§ Work to be completed:
Each entry needs to be copied exactly, with nothing left out.

------ Extracted material ------

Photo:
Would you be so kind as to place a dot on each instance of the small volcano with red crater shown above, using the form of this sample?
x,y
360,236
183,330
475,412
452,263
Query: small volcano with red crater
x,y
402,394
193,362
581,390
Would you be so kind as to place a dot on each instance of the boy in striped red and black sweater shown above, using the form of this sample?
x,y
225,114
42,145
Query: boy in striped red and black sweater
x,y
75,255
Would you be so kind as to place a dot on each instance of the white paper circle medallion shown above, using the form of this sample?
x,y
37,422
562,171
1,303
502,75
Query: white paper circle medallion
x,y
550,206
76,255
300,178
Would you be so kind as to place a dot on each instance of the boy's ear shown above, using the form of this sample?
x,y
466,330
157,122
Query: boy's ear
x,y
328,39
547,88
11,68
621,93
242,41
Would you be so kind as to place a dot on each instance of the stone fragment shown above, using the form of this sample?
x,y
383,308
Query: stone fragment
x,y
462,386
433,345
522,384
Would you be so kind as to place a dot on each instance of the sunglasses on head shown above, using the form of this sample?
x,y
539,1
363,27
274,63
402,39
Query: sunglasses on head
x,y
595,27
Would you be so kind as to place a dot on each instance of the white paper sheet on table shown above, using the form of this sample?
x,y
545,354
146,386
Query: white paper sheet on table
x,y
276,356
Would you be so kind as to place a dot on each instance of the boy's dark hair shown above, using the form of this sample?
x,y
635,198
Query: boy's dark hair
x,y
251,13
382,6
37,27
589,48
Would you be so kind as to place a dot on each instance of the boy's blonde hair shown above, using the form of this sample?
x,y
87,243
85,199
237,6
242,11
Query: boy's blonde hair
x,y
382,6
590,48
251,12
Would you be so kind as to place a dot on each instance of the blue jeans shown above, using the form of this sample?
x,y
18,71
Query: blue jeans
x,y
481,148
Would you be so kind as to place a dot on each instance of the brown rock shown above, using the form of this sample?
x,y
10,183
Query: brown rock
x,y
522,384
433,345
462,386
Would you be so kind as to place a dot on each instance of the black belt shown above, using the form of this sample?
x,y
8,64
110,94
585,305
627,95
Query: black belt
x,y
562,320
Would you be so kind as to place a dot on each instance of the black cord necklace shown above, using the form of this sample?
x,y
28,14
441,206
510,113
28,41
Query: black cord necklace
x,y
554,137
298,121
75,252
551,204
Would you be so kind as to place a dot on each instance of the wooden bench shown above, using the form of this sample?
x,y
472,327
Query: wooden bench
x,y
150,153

------

§ Solution to this task:
Photo:
Would you be so kind as to place a dot on each instance of the small volcano with red crater shown above, using the form of this sample?
x,y
360,236
183,330
475,412
452,263
Query: small volcano with red crater
x,y
402,394
193,362
581,390
Would you be so kind as to place a dot on each instance of the boy in striped red and black sweater shown above, using the form of this sample?
x,y
225,114
42,145
Query: boy in striped red and black sweater
x,y
75,255
Would you be so kind as to place a dot on each instance of the white paper circle medallion shown above, using the form of this sample?
x,y
37,422
562,171
1,303
502,75
Query: white paper circle medallion
x,y
550,206
76,255
300,178
Would you be so kind as to place a dot on each instance of the boy's ear shown above, using the form of this sample?
x,y
466,330
157,122
Query: boy's ear
x,y
328,39
547,88
11,68
621,93
242,41
Would you be so kind as to place a dot on each instance of the stone fragment shown above, using the form of this sample?
x,y
383,308
Query: stone fragment
x,y
462,386
433,345
522,384
Would you be so kind as to place a dot on each instance of the sunglasses on head shown above, using the form of this sample?
x,y
539,1
363,27
274,63
402,39
Query: sunglasses on head
x,y
595,27
Would you be so kind as to place a dot on each instance of the white paper sheet on table shown above, using the form of this sample?
x,y
545,354
146,386
Query: white paper sheet on table
x,y
276,356
Would you be so kind as to place a dot on each instance of the boy's dark hair shown above, using the form of this sample?
x,y
635,198
Query: boy's dark hair
x,y
251,13
382,6
37,27
589,48
Would you be so kind as to place a dot on each instance of the boy's blonde hair shown above, using the form of this sample?
x,y
87,243
85,199
237,6
242,11
Query: boy's blonde hair
x,y
382,6
590,48
251,12
Would you be so kind as to place a dot on each instance of the blue jeans shown above, using the form of this sample?
x,y
18,71
Query: blue jeans
x,y
481,148
Would you be so kind as to place a dot on each instance of the brown rock shown above, using the form of this sample?
x,y
10,183
Query: brown rock
x,y
522,384
433,345
462,386
Would you be so kind as to place a dot on each instance of the black belt shown above, using the form of this sample?
x,y
8,64
110,94
585,305
627,95
Query: black belt
x,y
562,320
Would you be so kind as to place a dot on each instance of the black cord necklace shown above, using the form of this sample?
x,y
28,14
441,206
510,113
28,41
Query: black cord necklace
x,y
554,137
298,121
75,252
551,204
Would you be so kind as to place a dot on each instance of the wooden bench shown above, using the form of this sample?
x,y
472,327
Query: wooden bench
x,y
150,153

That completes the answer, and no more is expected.